▶ **Dataset entries**
*** Begin section ***

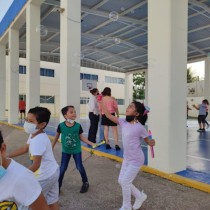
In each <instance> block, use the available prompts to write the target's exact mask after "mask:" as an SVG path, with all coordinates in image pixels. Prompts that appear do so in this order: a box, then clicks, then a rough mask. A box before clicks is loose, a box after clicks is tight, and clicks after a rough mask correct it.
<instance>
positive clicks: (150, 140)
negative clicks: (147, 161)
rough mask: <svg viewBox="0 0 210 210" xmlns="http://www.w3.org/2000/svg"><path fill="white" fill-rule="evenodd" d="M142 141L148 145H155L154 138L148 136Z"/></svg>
mask: <svg viewBox="0 0 210 210" xmlns="http://www.w3.org/2000/svg"><path fill="white" fill-rule="evenodd" d="M144 141H145V142H146V143H147V144H148V145H149V146H155V140H154V139H149V138H148V137H146V138H144Z"/></svg>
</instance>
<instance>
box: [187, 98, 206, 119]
mask: <svg viewBox="0 0 210 210" xmlns="http://www.w3.org/2000/svg"><path fill="white" fill-rule="evenodd" d="M203 99H204V97H187V101H188V106H189V107H190V108H191V109H192V110H189V112H188V115H189V117H197V116H198V110H197V109H195V108H193V107H192V105H193V104H201V103H202V101H203Z"/></svg>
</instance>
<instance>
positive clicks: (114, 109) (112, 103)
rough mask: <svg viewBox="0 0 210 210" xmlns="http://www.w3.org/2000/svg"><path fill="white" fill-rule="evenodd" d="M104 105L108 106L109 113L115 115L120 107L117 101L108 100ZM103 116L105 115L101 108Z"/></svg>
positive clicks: (113, 99) (101, 111)
mask: <svg viewBox="0 0 210 210" xmlns="http://www.w3.org/2000/svg"><path fill="white" fill-rule="evenodd" d="M104 105H105V106H106V108H107V110H108V111H109V113H115V112H116V110H117V108H118V106H117V101H116V100H115V99H111V100H109V101H108V100H107V101H104ZM100 111H101V114H104V112H103V110H102V109H101V107H100Z"/></svg>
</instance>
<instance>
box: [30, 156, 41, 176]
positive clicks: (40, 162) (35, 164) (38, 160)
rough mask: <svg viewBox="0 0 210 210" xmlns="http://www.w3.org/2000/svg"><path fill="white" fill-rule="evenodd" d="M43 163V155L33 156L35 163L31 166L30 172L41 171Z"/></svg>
mask: <svg viewBox="0 0 210 210" xmlns="http://www.w3.org/2000/svg"><path fill="white" fill-rule="evenodd" d="M41 161H42V156H41V155H34V156H33V163H32V165H30V166H29V168H28V169H29V170H31V171H33V172H35V171H37V170H38V169H39V167H40V165H41Z"/></svg>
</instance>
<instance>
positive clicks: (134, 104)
mask: <svg viewBox="0 0 210 210" xmlns="http://www.w3.org/2000/svg"><path fill="white" fill-rule="evenodd" d="M132 103H133V104H134V105H135V108H136V112H138V113H139V115H138V116H137V117H136V118H137V120H138V121H139V122H140V123H141V124H142V125H145V122H146V121H147V118H148V116H147V114H145V110H146V108H145V106H144V104H142V103H140V102H138V101H133V102H132Z"/></svg>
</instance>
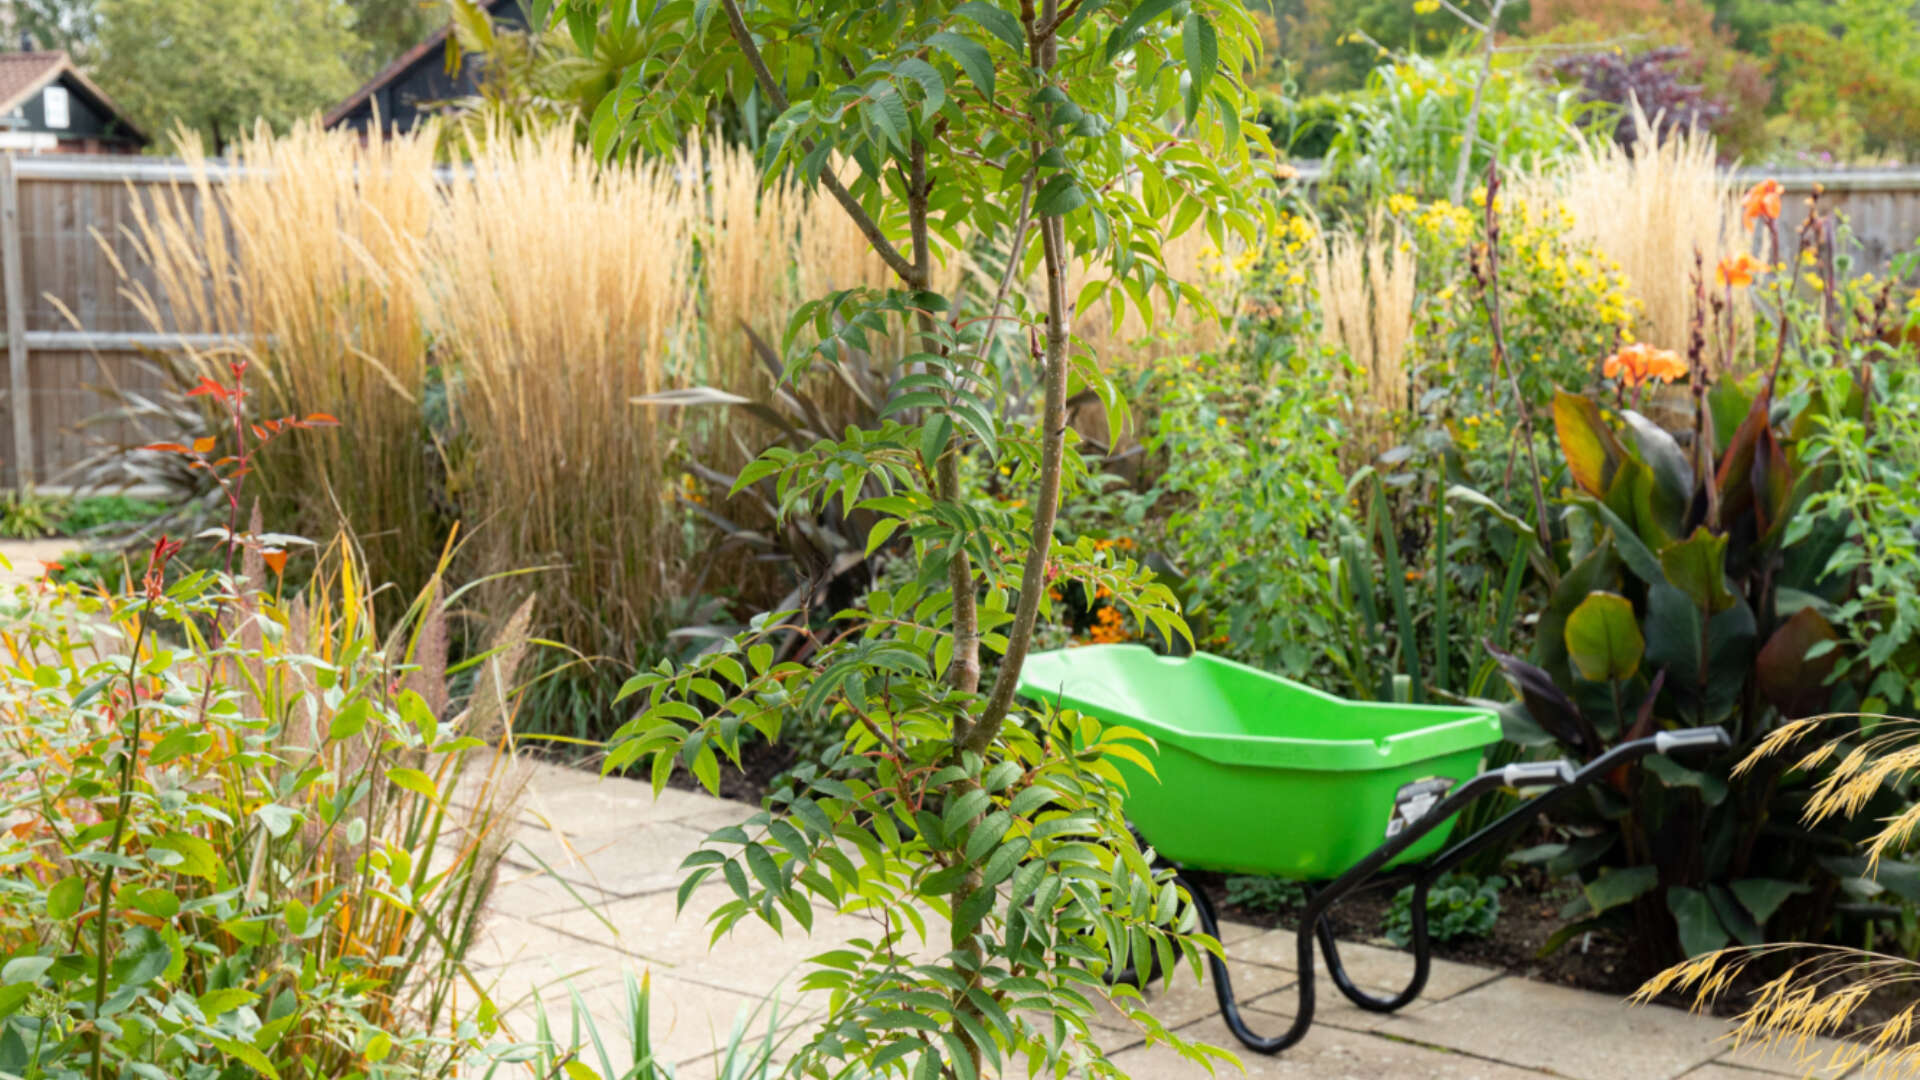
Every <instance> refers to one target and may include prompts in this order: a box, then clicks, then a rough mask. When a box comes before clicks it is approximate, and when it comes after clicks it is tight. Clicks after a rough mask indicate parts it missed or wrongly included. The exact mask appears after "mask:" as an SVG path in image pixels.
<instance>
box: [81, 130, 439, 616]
mask: <svg viewBox="0 0 1920 1080" xmlns="http://www.w3.org/2000/svg"><path fill="white" fill-rule="evenodd" d="M179 146H180V152H182V158H184V160H186V163H188V167H190V169H194V175H196V179H194V183H192V184H186V186H171V188H154V192H156V194H154V198H150V200H134V213H132V223H131V225H127V227H125V229H127V234H129V238H131V240H132V246H134V252H136V258H138V259H140V263H144V265H142V271H144V273H138V275H127V273H125V267H123V294H125V296H129V298H131V300H132V304H134V306H136V307H138V309H140V311H142V313H144V317H146V321H148V323H150V325H152V327H154V329H156V331H180V332H188V334H221V336H227V338H230V340H228V344H223V346H219V348H182V354H184V356H186V359H188V361H190V363H192V365H194V367H196V369H200V371H204V373H207V375H213V377H215V379H221V380H230V377H228V373H227V365H228V363H230V361H234V359H246V361H248V365H250V373H248V386H250V390H252V394H253V398H252V402H250V413H252V415H255V417H284V415H305V413H315V411H321V413H332V415H338V417H344V419H348V425H346V427H342V429H336V430H311V432H303V438H300V440H298V446H292V444H286V446H273V448H269V452H267V454H263V455H261V457H259V459H257V465H255V469H257V477H259V480H261V488H265V490H267V492H269V494H271V496H273V498H275V502H273V507H271V509H273V513H271V517H273V521H275V525H276V527H278V528H292V530H298V532H303V534H307V536H323V534H330V532H332V530H334V528H336V527H338V525H340V523H342V519H344V521H346V525H349V527H351V528H353V532H355V534H357V536H359V540H361V544H363V546H365V550H367V553H369V557H371V559H374V561H376V565H380V567H382V571H386V573H390V575H392V578H394V580H396V582H399V584H401V586H405V588H409V590H411V588H419V586H420V584H422V582H424V580H426V577H428V575H430V573H432V567H434V557H436V555H438V552H440V548H442V540H444V538H442V536H436V534H432V530H430V527H428V525H430V523H432V521H434V513H432V490H434V484H436V482H438V480H436V461H434V454H432V450H430V446H428V438H426V430H424V425H422V421H420V402H422V394H424V388H426V371H428V363H430V359H428V348H426V336H424V332H422V317H420V304H419V292H417V288H415V282H417V281H419V277H420V269H422V240H424V236H426V233H428V227H430V221H432V215H434V177H432V165H434V133H432V131H430V129H422V131H420V133H415V135H411V136H401V138H392V140H384V142H374V144H369V146H359V142H357V140H355V138H348V136H344V135H338V133H328V131H323V129H321V127H319V123H317V121H307V123H300V125H296V127H294V131H290V133H288V135H284V136H275V135H273V133H269V131H267V129H265V127H259V129H255V131H253V133H252V135H248V136H246V138H242V140H240V142H238V146H236V156H238V158H240V160H244V161H246V163H248V169H244V171H238V173H236V175H232V177H228V179H225V181H221V179H213V177H211V171H213V165H211V163H209V161H207V158H205V152H204V148H202V144H200V140H198V136H194V135H190V133H182V135H180V136H179ZM102 240H106V238H102ZM102 248H108V244H102ZM108 250H109V252H111V248H108ZM221 436H223V440H225V442H223V446H227V448H228V450H230V446H228V442H230V438H227V432H221ZM369 479H378V482H369Z"/></svg>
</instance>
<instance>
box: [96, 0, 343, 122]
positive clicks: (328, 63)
mask: <svg viewBox="0 0 1920 1080" xmlns="http://www.w3.org/2000/svg"><path fill="white" fill-rule="evenodd" d="M96 15H98V38H96V52H94V67H92V71H94V75H96V77H98V81H100V85H102V88H106V90H108V92H109V94H113V98H115V100H117V102H119V104H121V106H123V108H127V110H129V111H131V113H132V115H134V121H136V123H140V125H142V127H144V129H148V131H150V133H152V135H154V136H156V138H161V140H171V133H173V125H175V123H180V125H184V127H186V129H188V131H196V133H200V135H202V136H204V138H207V140H209V144H211V146H213V148H223V146H225V144H227V142H230V140H232V138H234V136H236V135H238V133H240V131H242V129H246V127H248V125H252V123H253V119H255V117H257V119H263V121H265V123H269V125H273V127H275V129H284V127H286V125H288V123H292V121H294V119H298V117H303V115H309V113H313V111H315V110H324V108H328V106H332V104H334V102H338V100H340V98H344V96H346V94H349V92H351V90H353V86H355V85H357V81H355V77H353V69H351V65H349V58H353V56H355V52H359V40H357V38H355V37H353V31H351V27H349V19H348V12H346V10H344V8H340V6H338V4H334V2H330V0H100V4H98V8H96Z"/></svg>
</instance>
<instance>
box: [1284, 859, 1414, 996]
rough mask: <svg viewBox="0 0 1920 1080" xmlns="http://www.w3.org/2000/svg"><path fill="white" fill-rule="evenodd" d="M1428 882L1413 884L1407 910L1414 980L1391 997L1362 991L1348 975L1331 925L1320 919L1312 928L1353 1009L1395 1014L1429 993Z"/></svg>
mask: <svg viewBox="0 0 1920 1080" xmlns="http://www.w3.org/2000/svg"><path fill="white" fill-rule="evenodd" d="M1427 884H1428V882H1427V878H1419V880H1415V882H1413V905H1411V907H1409V909H1407V919H1409V920H1411V924H1413V938H1411V942H1409V944H1411V945H1413V978H1409V980H1407V986H1405V988H1402V990H1400V994H1394V995H1392V997H1375V995H1373V994H1367V992H1365V990H1361V988H1359V986H1357V984H1356V982H1354V978H1352V976H1348V974H1346V965H1342V963H1340V942H1338V940H1334V936H1332V922H1331V920H1329V919H1327V917H1325V915H1321V919H1319V922H1315V924H1313V926H1315V936H1319V944H1321V953H1325V955H1327V974H1329V976H1331V978H1332V984H1334V986H1338V988H1340V994H1342V995H1346V999H1348V1001H1352V1003H1354V1005H1357V1007H1361V1009H1365V1011H1369V1013H1394V1011H1398V1009H1402V1007H1405V1005H1409V1003H1411V1001H1413V999H1415V997H1419V995H1421V992H1423V990H1427V976H1428V972H1430V970H1432V947H1430V942H1428V940H1427Z"/></svg>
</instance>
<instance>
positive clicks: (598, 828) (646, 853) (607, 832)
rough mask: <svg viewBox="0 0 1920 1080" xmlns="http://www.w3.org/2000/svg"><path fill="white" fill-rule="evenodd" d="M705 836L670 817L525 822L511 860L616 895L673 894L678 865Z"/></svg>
mask: <svg viewBox="0 0 1920 1080" xmlns="http://www.w3.org/2000/svg"><path fill="white" fill-rule="evenodd" d="M705 836H707V834H705V832H701V830H693V828H685V826H682V824H678V822H672V821H643V822H632V824H618V826H612V824H609V826H595V828H591V830H574V828H564V826H557V824H528V826H522V828H520V832H518V836H515V842H513V844H511V846H509V847H507V861H509V863H513V865H515V867H520V869H526V871H540V869H551V871H553V874H555V876H561V878H564V880H566V882H572V884H582V886H589V888H593V890H599V892H605V894H607V896H612V897H628V896H643V894H649V892H672V890H676V888H680V882H682V880H684V878H685V872H682V869H680V863H682V859H685V857H687V853H689V851H693V849H695V847H699V844H701V840H703V838H705Z"/></svg>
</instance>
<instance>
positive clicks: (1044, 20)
mask: <svg viewBox="0 0 1920 1080" xmlns="http://www.w3.org/2000/svg"><path fill="white" fill-rule="evenodd" d="M1027 10H1029V12H1031V8H1027ZM1025 21H1027V27H1029V29H1027V35H1029V37H1027V40H1029V50H1031V56H1033V67H1035V71H1039V73H1041V75H1043V79H1044V77H1046V75H1048V73H1052V69H1054V63H1056V61H1058V56H1060V54H1058V42H1056V40H1054V38H1052V37H1050V35H1037V33H1033V27H1035V23H1039V25H1043V27H1052V25H1058V8H1056V0H1044V10H1043V13H1041V17H1039V19H1033V15H1027V19H1025ZM1035 119H1043V117H1035ZM1039 158H1041V146H1039V144H1035V146H1033V160H1035V161H1037V160H1039ZM1041 252H1043V256H1044V261H1046V354H1044V365H1043V369H1041V380H1043V384H1044V398H1043V405H1041V477H1039V492H1037V505H1035V507H1033V532H1031V540H1029V542H1027V565H1025V569H1023V571H1021V577H1020V603H1018V605H1016V607H1014V625H1012V626H1010V628H1008V634H1006V655H1002V657H1000V671H998V675H995V678H993V694H991V696H989V698H987V709H985V711H983V713H981V715H979V721H977V723H975V724H973V728H972V730H970V732H968V738H966V740H964V744H962V748H964V749H972V751H975V753H979V751H983V749H987V746H991V744H993V738H995V736H996V734H998V730H1000V723H1002V719H1004V717H1006V709H1008V707H1010V705H1012V703H1014V688H1016V686H1018V684H1020V669H1021V667H1023V665H1025V661H1027V650H1029V648H1031V646H1033V623H1035V619H1039V613H1041V596H1043V594H1044V592H1046V563H1048V555H1050V548H1052V542H1054V521H1056V517H1058V515H1060V475H1062V465H1064V461H1066V444H1068V367H1069V363H1068V361H1069V332H1068V319H1069V307H1068V240H1066V225H1064V223H1062V221H1060V219H1058V217H1041Z"/></svg>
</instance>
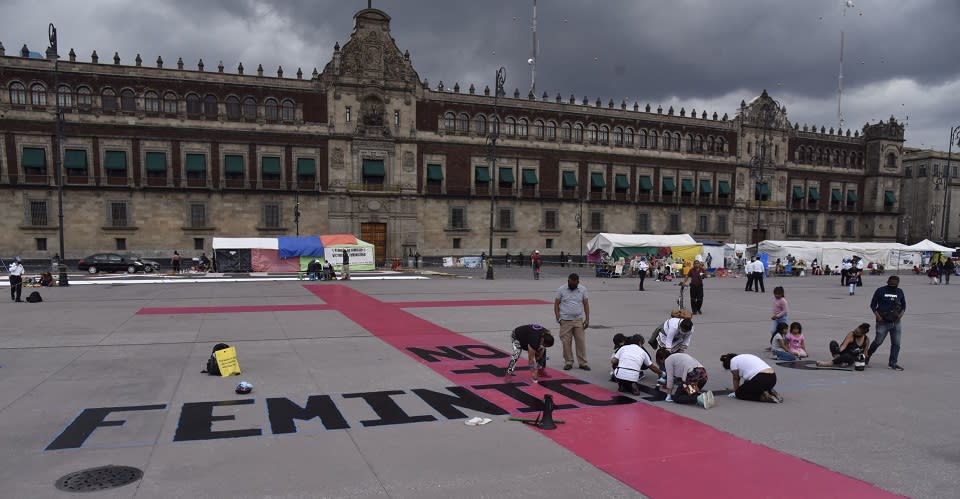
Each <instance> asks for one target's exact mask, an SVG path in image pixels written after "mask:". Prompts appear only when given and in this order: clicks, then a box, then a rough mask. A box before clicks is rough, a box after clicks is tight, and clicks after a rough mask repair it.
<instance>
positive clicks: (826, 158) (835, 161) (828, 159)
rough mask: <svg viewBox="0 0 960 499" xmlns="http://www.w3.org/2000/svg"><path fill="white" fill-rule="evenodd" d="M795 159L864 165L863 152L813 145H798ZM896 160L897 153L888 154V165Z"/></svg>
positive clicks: (842, 164) (887, 164) (819, 161)
mask: <svg viewBox="0 0 960 499" xmlns="http://www.w3.org/2000/svg"><path fill="white" fill-rule="evenodd" d="M793 160H794V161H795V162H797V163H803V164H810V165H825V166H851V167H863V153H860V152H850V151H843V150H840V149H824V148H822V147H817V148H814V147H813V146H801V147H798V148H797V149H796V150H795V151H794V152H793ZM896 162H897V157H896V156H895V155H893V154H889V155H887V166H889V167H896V164H897V163H896Z"/></svg>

*** End section ***

▶ **Work required**
Print exactly the lines above from the one with "positive clicks: (328, 63)" to the one with "box: [1284, 859, 1414, 996]", including both.

▶ **Exercise response**
positive clicks: (328, 63)
mask: <svg viewBox="0 0 1920 1080" xmlns="http://www.w3.org/2000/svg"><path fill="white" fill-rule="evenodd" d="M96 15H98V38H96V52H94V67H92V71H94V75H96V77H98V81H100V85H102V88H106V90H108V92H109V94H113V98H115V100H117V102H119V104H121V106H123V108H127V110H129V111H131V113H132V115H134V121H136V123H140V125H142V127H144V129H148V131H150V133H152V135H154V136H156V138H161V140H171V133H173V125H175V123H180V125H184V127H186V129H188V131H196V133H200V135H202V136H204V138H207V140H209V144H211V146H213V148H223V146H225V144H227V142H230V140H232V138H234V136H236V135H238V133H240V131H242V129H246V127H248V125H252V123H253V119H255V117H257V119H263V121H265V123H269V125H273V127H275V129H284V127H286V125H288V123H292V121H294V119H298V117H303V115H309V113H313V111H315V110H324V108H328V106H332V104H334V102H338V100H340V98H344V96H346V94H349V92H351V90H353V86H355V85H357V81H355V77H353V69H351V65H349V58H353V56H355V52H359V40H357V38H355V37H353V31H351V27H349V19H348V12H346V10H344V8H340V6H338V4H334V2H330V0H100V4H98V8H96Z"/></svg>
</instance>
<instance>
box: [1284, 859, 1414, 996]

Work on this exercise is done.